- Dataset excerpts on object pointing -
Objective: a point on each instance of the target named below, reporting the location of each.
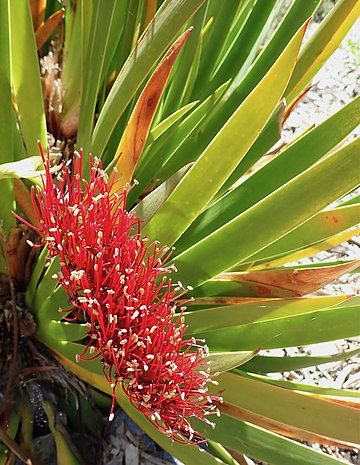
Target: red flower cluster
(118, 284)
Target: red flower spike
(119, 285)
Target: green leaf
(270, 364)
(319, 228)
(134, 137)
(225, 361)
(167, 151)
(6, 122)
(322, 44)
(164, 125)
(268, 220)
(161, 31)
(194, 192)
(275, 323)
(292, 161)
(307, 413)
(263, 445)
(26, 77)
(301, 387)
(102, 22)
(148, 207)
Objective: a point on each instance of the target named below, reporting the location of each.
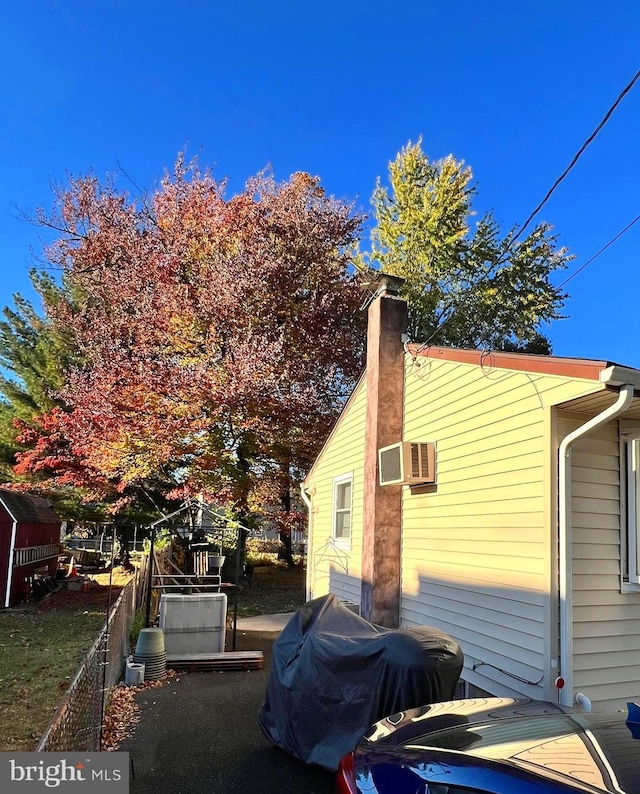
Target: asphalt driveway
(199, 734)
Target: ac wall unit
(407, 463)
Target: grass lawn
(42, 644)
(40, 653)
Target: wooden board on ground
(229, 660)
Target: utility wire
(601, 251)
(551, 190)
(579, 153)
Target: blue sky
(336, 89)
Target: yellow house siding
(606, 621)
(334, 568)
(477, 548)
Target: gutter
(610, 376)
(307, 501)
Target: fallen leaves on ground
(123, 712)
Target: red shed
(29, 543)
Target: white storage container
(193, 623)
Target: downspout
(565, 535)
(307, 501)
(14, 529)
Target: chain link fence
(76, 725)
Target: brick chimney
(382, 520)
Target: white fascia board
(619, 376)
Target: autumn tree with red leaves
(215, 339)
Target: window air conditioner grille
(407, 463)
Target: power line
(557, 182)
(602, 250)
(579, 153)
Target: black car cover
(333, 674)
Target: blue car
(496, 745)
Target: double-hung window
(342, 494)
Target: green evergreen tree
(33, 357)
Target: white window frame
(630, 512)
(338, 482)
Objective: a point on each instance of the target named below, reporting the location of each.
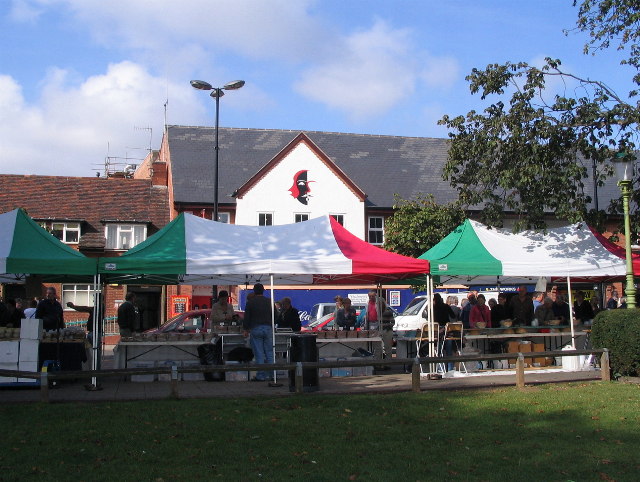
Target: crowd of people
(48, 309)
(523, 308)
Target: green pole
(630, 289)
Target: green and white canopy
(473, 253)
(193, 250)
(26, 248)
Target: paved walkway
(388, 382)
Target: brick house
(97, 216)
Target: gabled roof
(301, 138)
(89, 199)
(379, 165)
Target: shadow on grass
(559, 432)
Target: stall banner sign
(358, 298)
(394, 298)
(180, 304)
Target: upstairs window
(376, 230)
(124, 236)
(68, 233)
(265, 219)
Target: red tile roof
(91, 199)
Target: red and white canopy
(193, 250)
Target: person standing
(480, 312)
(128, 315)
(31, 311)
(373, 312)
(258, 322)
(221, 310)
(346, 317)
(288, 317)
(50, 311)
(521, 307)
(612, 303)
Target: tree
(532, 153)
(420, 223)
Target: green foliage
(619, 331)
(612, 21)
(420, 223)
(531, 150)
(562, 432)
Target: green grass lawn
(563, 432)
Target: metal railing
(174, 371)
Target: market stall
(193, 250)
(27, 249)
(476, 254)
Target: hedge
(619, 331)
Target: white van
(415, 314)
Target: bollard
(415, 375)
(44, 387)
(299, 379)
(604, 366)
(520, 371)
(174, 381)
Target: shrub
(619, 331)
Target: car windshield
(184, 323)
(414, 307)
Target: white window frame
(376, 229)
(79, 294)
(124, 228)
(67, 227)
(265, 214)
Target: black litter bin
(304, 349)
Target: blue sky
(84, 79)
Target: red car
(191, 322)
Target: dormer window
(124, 236)
(68, 233)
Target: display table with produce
(336, 343)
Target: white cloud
(373, 71)
(67, 130)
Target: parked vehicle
(415, 313)
(322, 316)
(189, 322)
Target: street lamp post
(624, 169)
(216, 93)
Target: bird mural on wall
(300, 188)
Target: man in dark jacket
(258, 321)
(127, 315)
(50, 311)
(288, 316)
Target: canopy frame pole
(97, 329)
(273, 328)
(573, 333)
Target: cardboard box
(166, 377)
(513, 346)
(28, 366)
(31, 329)
(9, 351)
(142, 364)
(192, 377)
(239, 376)
(325, 372)
(28, 350)
(8, 366)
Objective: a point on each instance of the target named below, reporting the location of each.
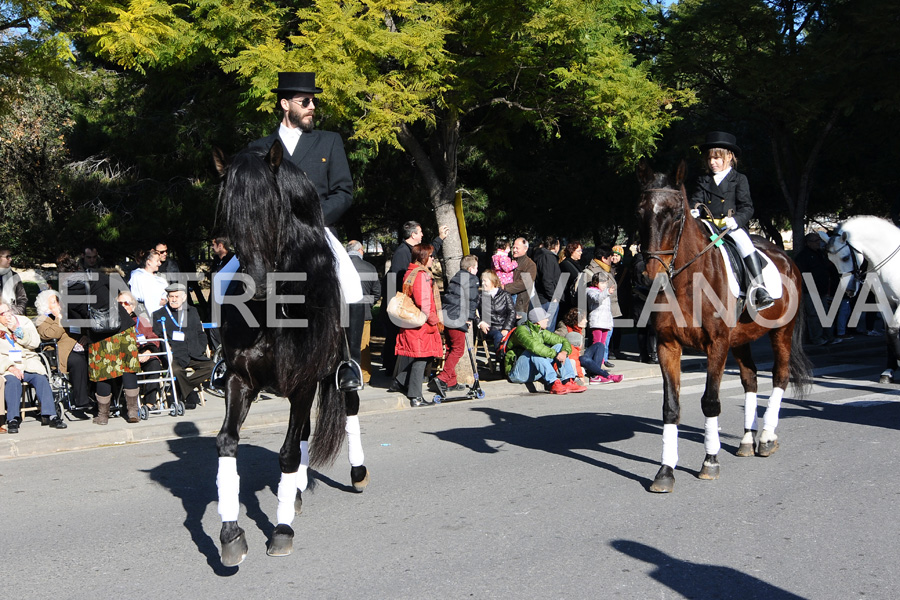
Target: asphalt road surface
(529, 497)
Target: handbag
(103, 320)
(402, 310)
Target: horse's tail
(330, 424)
(799, 367)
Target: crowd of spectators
(98, 333)
(546, 313)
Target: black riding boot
(756, 293)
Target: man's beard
(296, 121)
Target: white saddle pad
(771, 276)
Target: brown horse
(701, 313)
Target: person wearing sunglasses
(319, 153)
(11, 286)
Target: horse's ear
(680, 172)
(220, 161)
(275, 156)
(644, 172)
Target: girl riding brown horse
(700, 312)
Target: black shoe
(79, 413)
(191, 402)
(349, 377)
(438, 387)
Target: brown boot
(102, 417)
(131, 405)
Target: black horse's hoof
(359, 476)
(766, 449)
(746, 450)
(235, 550)
(282, 542)
(664, 482)
(710, 468)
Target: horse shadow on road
(695, 580)
(565, 435)
(191, 477)
(877, 413)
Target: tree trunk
(438, 168)
(797, 195)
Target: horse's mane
(868, 226)
(273, 217)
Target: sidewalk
(34, 440)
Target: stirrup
(348, 376)
(760, 303)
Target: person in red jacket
(417, 347)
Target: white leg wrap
(750, 410)
(354, 442)
(770, 418)
(229, 485)
(287, 491)
(302, 480)
(670, 445)
(711, 436)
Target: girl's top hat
(720, 139)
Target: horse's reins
(670, 270)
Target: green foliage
(30, 47)
(33, 153)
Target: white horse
(878, 240)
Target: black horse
(280, 328)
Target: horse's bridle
(671, 271)
(856, 267)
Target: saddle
(738, 276)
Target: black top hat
(720, 139)
(297, 82)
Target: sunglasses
(304, 102)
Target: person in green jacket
(536, 354)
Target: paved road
(523, 497)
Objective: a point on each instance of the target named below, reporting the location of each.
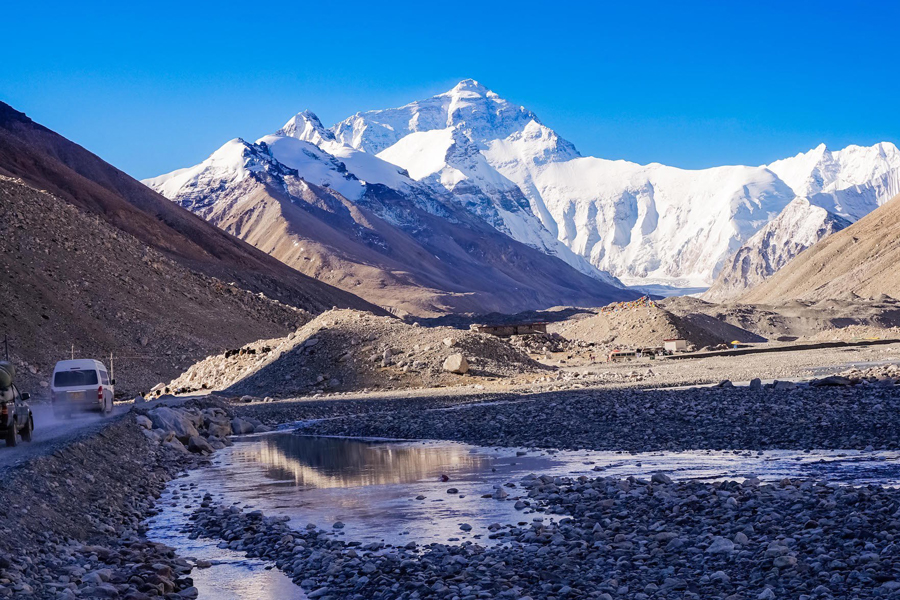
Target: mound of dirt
(796, 318)
(344, 350)
(642, 325)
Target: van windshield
(74, 378)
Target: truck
(16, 419)
(81, 385)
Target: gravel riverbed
(622, 538)
(796, 417)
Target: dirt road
(50, 433)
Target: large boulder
(456, 363)
(199, 445)
(219, 427)
(240, 426)
(169, 419)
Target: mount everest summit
(468, 158)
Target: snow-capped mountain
(358, 222)
(645, 224)
(799, 226)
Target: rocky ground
(71, 282)
(74, 518)
(72, 521)
(784, 416)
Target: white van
(79, 385)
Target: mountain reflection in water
(323, 462)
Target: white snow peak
(646, 224)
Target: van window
(74, 378)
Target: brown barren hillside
(863, 259)
(70, 279)
(48, 161)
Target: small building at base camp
(675, 345)
(508, 329)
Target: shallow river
(393, 491)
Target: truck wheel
(29, 427)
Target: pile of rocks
(543, 343)
(198, 430)
(350, 350)
(888, 374)
(629, 538)
(74, 520)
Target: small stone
(456, 363)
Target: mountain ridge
(643, 224)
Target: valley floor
(586, 536)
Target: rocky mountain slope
(71, 279)
(646, 224)
(346, 350)
(50, 162)
(360, 223)
(796, 228)
(861, 259)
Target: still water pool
(401, 491)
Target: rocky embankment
(344, 350)
(72, 520)
(618, 539)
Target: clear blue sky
(692, 84)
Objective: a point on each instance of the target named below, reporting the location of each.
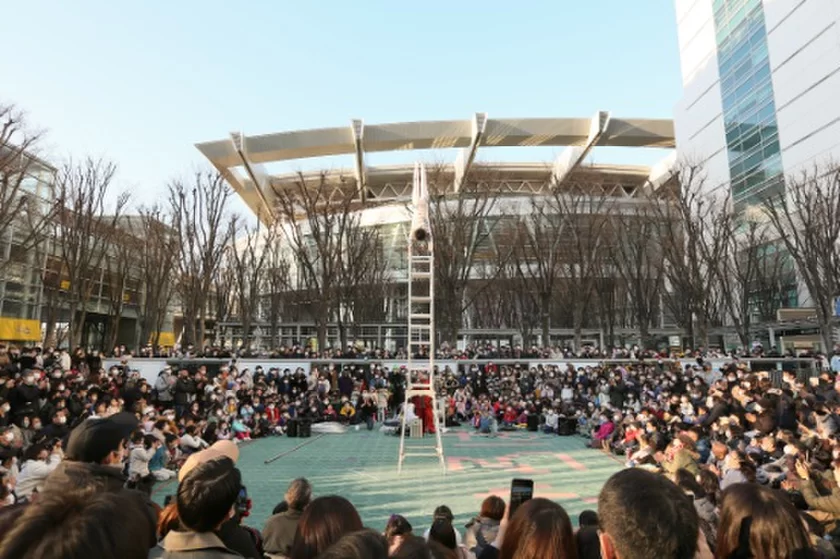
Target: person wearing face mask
(5, 409)
(57, 429)
(23, 398)
(822, 508)
(39, 461)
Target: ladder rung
(421, 454)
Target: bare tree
(582, 208)
(277, 287)
(202, 226)
(636, 255)
(118, 272)
(462, 220)
(84, 228)
(693, 223)
(315, 218)
(363, 278)
(222, 301)
(157, 260)
(21, 213)
(752, 273)
(806, 218)
(247, 257)
(538, 256)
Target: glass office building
(748, 105)
(761, 79)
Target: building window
(749, 111)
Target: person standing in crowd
(323, 523)
(39, 461)
(279, 532)
(586, 538)
(481, 531)
(644, 515)
(397, 531)
(79, 524)
(208, 488)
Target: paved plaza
(362, 466)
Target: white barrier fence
(150, 368)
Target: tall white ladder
(420, 373)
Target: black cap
(94, 439)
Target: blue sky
(142, 82)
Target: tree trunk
(114, 331)
(545, 309)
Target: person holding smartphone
(532, 528)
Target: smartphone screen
(521, 490)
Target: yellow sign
(165, 339)
(20, 330)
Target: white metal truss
(420, 374)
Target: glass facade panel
(749, 112)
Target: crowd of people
(731, 462)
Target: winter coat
(164, 387)
(830, 503)
(191, 545)
(138, 461)
(34, 473)
(279, 532)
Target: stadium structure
(382, 194)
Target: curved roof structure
(239, 158)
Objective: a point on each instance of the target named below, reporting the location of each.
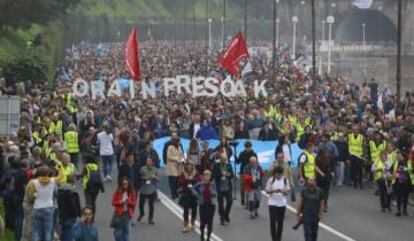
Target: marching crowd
(350, 134)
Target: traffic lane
(357, 213)
(167, 225)
(242, 228)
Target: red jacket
(118, 205)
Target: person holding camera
(401, 182)
(149, 177)
(310, 209)
(382, 175)
(243, 160)
(222, 175)
(253, 178)
(277, 188)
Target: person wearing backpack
(310, 209)
(277, 188)
(92, 181)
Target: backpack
(95, 181)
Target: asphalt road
(353, 215)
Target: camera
(234, 143)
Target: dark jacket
(217, 175)
(144, 154)
(69, 204)
(165, 150)
(342, 150)
(243, 159)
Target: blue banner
(264, 149)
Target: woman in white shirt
(277, 188)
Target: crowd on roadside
(351, 135)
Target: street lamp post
(223, 25)
(209, 35)
(322, 43)
(330, 20)
(275, 2)
(363, 35)
(313, 39)
(245, 20)
(399, 51)
(294, 21)
(277, 32)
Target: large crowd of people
(351, 134)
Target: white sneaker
(109, 178)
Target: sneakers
(140, 217)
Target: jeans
(90, 199)
(340, 170)
(172, 181)
(206, 219)
(277, 215)
(122, 233)
(151, 200)
(66, 232)
(224, 211)
(107, 162)
(42, 224)
(310, 228)
(402, 190)
(187, 209)
(18, 222)
(384, 193)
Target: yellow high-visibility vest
(355, 145)
(56, 128)
(71, 142)
(376, 150)
(380, 170)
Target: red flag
(131, 55)
(235, 52)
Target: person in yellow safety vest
(307, 164)
(382, 176)
(37, 140)
(376, 146)
(56, 126)
(66, 168)
(356, 142)
(91, 192)
(401, 183)
(71, 138)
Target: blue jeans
(18, 223)
(66, 232)
(107, 162)
(42, 224)
(340, 177)
(122, 233)
(311, 229)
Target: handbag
(119, 221)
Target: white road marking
(322, 225)
(178, 211)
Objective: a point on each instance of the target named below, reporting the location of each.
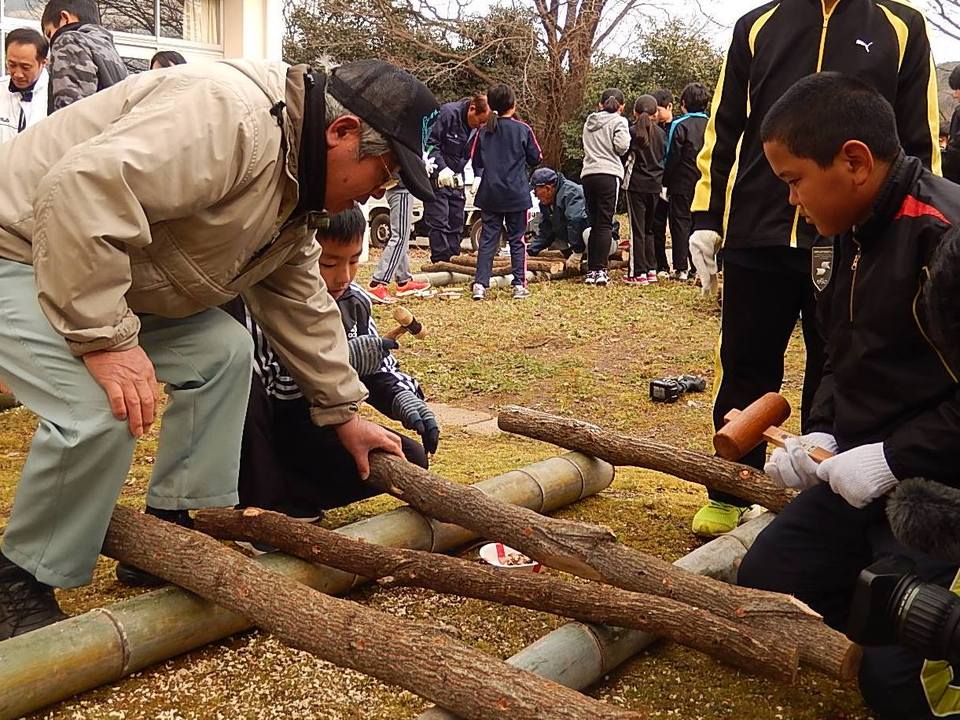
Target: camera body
(670, 389)
(891, 605)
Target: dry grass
(570, 349)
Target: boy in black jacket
(889, 403)
(289, 464)
(680, 172)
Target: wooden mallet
(758, 422)
(408, 323)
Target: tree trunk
(593, 553)
(715, 473)
(391, 649)
(758, 652)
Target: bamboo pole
(715, 473)
(104, 645)
(580, 654)
(757, 651)
(593, 553)
(348, 634)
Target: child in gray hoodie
(606, 137)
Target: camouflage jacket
(83, 60)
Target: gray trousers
(394, 261)
(81, 454)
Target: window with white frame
(141, 27)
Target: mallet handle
(778, 436)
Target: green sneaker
(717, 518)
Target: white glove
(446, 178)
(704, 245)
(791, 466)
(860, 475)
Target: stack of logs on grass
(765, 633)
(548, 265)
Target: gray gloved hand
(860, 475)
(368, 351)
(414, 414)
(791, 466)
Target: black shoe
(25, 603)
(135, 577)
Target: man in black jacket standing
(741, 203)
(888, 406)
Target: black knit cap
(397, 105)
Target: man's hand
(704, 245)
(446, 178)
(791, 466)
(860, 475)
(360, 436)
(414, 414)
(128, 379)
(367, 352)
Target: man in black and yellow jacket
(740, 203)
(888, 407)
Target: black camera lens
(927, 618)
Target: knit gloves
(368, 351)
(414, 414)
(791, 466)
(860, 475)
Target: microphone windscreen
(925, 516)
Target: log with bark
(533, 264)
(593, 553)
(616, 448)
(391, 649)
(756, 651)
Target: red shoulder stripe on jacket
(915, 208)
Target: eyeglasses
(392, 181)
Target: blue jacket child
(501, 152)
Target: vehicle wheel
(380, 230)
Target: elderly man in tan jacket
(127, 219)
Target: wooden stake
(593, 553)
(758, 652)
(715, 473)
(391, 649)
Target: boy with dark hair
(740, 204)
(83, 59)
(951, 154)
(289, 464)
(661, 213)
(680, 173)
(888, 405)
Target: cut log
(347, 634)
(593, 553)
(715, 473)
(533, 264)
(758, 652)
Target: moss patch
(571, 349)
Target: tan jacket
(167, 194)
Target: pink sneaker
(410, 287)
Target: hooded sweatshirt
(606, 137)
(83, 60)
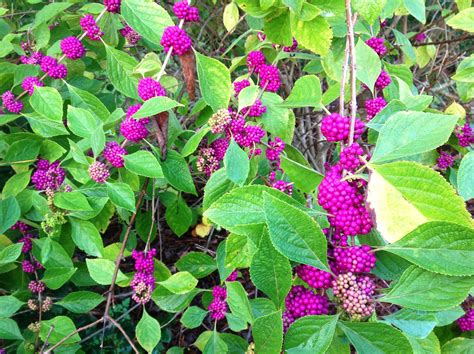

- WHAT THE TASK REQUIRES -
Count the lines in the rows above that contain the string "dirt", and reply with only that number.

- FULL SOLUTION -
2